__OPDRACHT__.
Vervang in alle onderstaande rijen "negative clicks" door "negative points". Laat verder alles ongewijzigd.

**** OPGESLAGEN GEGEVENS ****

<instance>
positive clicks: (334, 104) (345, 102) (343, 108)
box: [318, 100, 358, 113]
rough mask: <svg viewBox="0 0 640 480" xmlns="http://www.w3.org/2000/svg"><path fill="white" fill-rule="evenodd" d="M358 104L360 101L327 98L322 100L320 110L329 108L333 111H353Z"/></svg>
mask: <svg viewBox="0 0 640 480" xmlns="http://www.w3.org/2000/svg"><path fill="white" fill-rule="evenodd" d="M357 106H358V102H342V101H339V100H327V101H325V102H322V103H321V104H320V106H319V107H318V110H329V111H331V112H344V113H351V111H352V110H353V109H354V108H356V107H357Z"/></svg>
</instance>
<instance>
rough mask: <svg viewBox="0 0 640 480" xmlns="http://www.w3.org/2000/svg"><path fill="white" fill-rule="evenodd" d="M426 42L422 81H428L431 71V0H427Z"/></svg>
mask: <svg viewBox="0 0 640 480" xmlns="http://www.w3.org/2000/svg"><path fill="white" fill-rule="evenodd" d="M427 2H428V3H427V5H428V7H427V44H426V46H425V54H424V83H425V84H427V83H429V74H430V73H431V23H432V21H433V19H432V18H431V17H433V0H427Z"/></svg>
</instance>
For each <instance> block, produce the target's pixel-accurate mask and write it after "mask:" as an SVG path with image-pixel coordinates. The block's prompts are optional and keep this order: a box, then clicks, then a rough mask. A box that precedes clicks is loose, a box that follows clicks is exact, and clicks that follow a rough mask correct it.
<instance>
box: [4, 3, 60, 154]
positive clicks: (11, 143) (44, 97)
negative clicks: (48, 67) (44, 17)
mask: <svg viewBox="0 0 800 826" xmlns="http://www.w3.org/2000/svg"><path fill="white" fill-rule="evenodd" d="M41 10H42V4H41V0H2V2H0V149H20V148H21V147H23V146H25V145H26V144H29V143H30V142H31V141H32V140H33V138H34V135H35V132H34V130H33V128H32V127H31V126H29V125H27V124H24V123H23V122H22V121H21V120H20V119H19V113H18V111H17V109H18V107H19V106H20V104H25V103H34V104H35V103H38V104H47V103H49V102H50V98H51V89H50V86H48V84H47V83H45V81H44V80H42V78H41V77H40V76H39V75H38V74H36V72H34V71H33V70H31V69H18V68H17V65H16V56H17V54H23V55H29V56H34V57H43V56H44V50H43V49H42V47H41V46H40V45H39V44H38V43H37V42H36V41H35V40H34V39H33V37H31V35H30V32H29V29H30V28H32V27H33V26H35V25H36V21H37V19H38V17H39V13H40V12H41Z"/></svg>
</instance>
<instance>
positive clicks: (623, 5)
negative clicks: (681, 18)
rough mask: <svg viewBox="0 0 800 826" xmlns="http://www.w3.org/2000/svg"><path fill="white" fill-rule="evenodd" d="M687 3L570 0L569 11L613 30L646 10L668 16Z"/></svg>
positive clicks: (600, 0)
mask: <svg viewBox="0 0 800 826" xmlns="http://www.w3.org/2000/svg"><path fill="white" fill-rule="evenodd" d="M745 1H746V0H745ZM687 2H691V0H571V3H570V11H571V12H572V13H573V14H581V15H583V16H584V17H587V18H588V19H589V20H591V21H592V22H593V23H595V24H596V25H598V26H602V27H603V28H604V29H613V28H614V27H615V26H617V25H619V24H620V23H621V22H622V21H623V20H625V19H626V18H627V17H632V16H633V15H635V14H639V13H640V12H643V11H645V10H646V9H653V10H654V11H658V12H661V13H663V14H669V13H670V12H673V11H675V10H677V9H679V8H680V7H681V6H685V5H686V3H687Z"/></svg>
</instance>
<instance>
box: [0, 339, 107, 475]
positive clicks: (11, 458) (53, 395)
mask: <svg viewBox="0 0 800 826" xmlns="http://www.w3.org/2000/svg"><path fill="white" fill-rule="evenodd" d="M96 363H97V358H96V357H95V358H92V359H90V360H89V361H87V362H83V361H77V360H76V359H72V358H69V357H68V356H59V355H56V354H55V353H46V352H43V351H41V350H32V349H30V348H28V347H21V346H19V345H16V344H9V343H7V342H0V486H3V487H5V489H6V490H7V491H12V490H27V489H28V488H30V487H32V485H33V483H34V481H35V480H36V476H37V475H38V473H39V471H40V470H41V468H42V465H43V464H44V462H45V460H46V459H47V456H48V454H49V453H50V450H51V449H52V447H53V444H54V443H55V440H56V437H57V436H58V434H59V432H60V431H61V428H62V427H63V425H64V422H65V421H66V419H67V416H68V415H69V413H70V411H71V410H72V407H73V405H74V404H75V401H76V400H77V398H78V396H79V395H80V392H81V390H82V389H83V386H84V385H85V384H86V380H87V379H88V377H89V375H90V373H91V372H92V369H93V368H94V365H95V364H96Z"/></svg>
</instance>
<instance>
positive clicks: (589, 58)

****

__UITWERKING__.
<instance>
positive clicks: (334, 104) (345, 102) (343, 108)
box: [318, 100, 358, 113]
rough mask: <svg viewBox="0 0 640 480" xmlns="http://www.w3.org/2000/svg"><path fill="white" fill-rule="evenodd" d="M358 104L360 101L327 98L322 100L320 110L329 108L333 111H353Z"/></svg>
mask: <svg viewBox="0 0 640 480" xmlns="http://www.w3.org/2000/svg"><path fill="white" fill-rule="evenodd" d="M357 106H358V102H342V101H339V100H327V101H325V102H322V103H321V104H320V106H319V107H318V110H329V111H331V112H344V113H351V111H352V110H353V109H354V108H356V107H357Z"/></svg>
</instance>
<instance>
rough mask: <svg viewBox="0 0 640 480" xmlns="http://www.w3.org/2000/svg"><path fill="white" fill-rule="evenodd" d="M426 42L422 81H428L431 71V0H427Z"/></svg>
mask: <svg viewBox="0 0 640 480" xmlns="http://www.w3.org/2000/svg"><path fill="white" fill-rule="evenodd" d="M427 2H428V3H427V5H428V7H427V44H426V46H425V54H424V83H425V84H427V83H429V74H430V73H431V23H432V21H433V19H432V18H431V17H433V0H427Z"/></svg>
</instance>
For each <instance> block, produce the target's pixel-accurate mask and write it after "mask:" as an SVG path with image-pixel coordinates. The block's prompts are optional and keep this order: a box, then clicks, then a rough mask. A box that precedes clicks is loose, a box that follows clicks is exact, and clicks that follow a rough mask correct it.
<instance>
box: [4, 3, 60, 154]
positive clicks: (11, 143) (44, 97)
negative points: (48, 67) (44, 17)
mask: <svg viewBox="0 0 800 826" xmlns="http://www.w3.org/2000/svg"><path fill="white" fill-rule="evenodd" d="M41 10H42V4H41V0H2V2H0V149H20V148H21V147H23V146H25V145H26V144H29V143H30V142H31V141H32V140H33V138H34V135H35V132H34V130H33V128H32V127H31V126H29V125H27V124H24V123H23V122H22V121H21V120H20V119H19V113H18V111H17V109H18V107H19V106H20V104H25V103H34V104H35V103H38V104H47V103H49V102H50V98H51V89H50V86H48V84H47V83H45V81H44V80H42V78H41V77H40V76H39V75H38V74H36V72H34V71H33V70H31V69H18V68H17V65H16V56H17V54H23V55H29V56H34V57H43V56H44V50H43V49H42V47H41V46H40V45H39V44H38V43H37V42H36V41H35V40H34V39H33V37H31V35H30V32H29V29H30V28H32V27H33V26H35V25H36V21H37V19H38V17H39V13H40V12H41Z"/></svg>
</instance>
<instance>
positive clicks: (623, 5)
negative points: (681, 18)
rough mask: <svg viewBox="0 0 800 826" xmlns="http://www.w3.org/2000/svg"><path fill="white" fill-rule="evenodd" d="M687 3L570 0L569 11L613 30L646 10L668 16Z"/></svg>
positive clicks: (600, 0)
mask: <svg viewBox="0 0 800 826" xmlns="http://www.w3.org/2000/svg"><path fill="white" fill-rule="evenodd" d="M745 1H746V0H745ZM687 2H691V0H571V3H570V11H571V12H572V13H573V14H581V15H583V16H584V17H587V18H588V19H589V20H591V21H592V22H593V23H595V24H596V25H598V26H602V27H603V28H604V29H613V28H614V27H615V26H617V25H619V24H620V23H621V22H622V21H623V20H625V19H626V18H627V17H632V16H633V15H635V14H639V13H640V12H643V11H645V10H646V9H653V10H654V11H658V12H661V13H663V14H669V13H670V12H673V11H675V10H677V9H679V8H680V7H681V6H685V5H686V3H687Z"/></svg>
</instance>
<instance>
box: [0, 339, 107, 475]
positive clicks: (11, 458) (53, 395)
mask: <svg viewBox="0 0 800 826" xmlns="http://www.w3.org/2000/svg"><path fill="white" fill-rule="evenodd" d="M96 363H97V358H96V357H95V358H92V359H90V360H89V361H87V362H83V361H77V360H76V359H72V358H69V357H68V356H59V355H56V354H55V353H46V352H43V351H41V350H32V349H30V348H28V347H21V346H19V345H16V344H9V343H7V342H0V486H3V487H5V489H6V490H7V491H12V490H27V489H28V488H30V487H32V485H33V483H34V481H35V480H36V476H37V475H38V473H39V471H40V470H41V468H42V465H43V464H44V462H45V460H46V459H47V456H48V454H49V453H50V450H51V449H52V447H53V444H54V443H55V440H56V437H57V436H58V434H59V432H60V431H61V428H62V427H63V425H64V422H65V421H66V419H67V416H68V415H69V413H70V411H71V410H72V407H73V405H74V404H75V401H76V400H77V398H78V396H79V395H80V392H81V390H82V389H83V386H84V385H85V384H86V380H87V379H88V377H89V375H90V373H91V372H92V369H93V368H94V365H95V364H96Z"/></svg>
</instance>
<instance>
positive clicks: (589, 58)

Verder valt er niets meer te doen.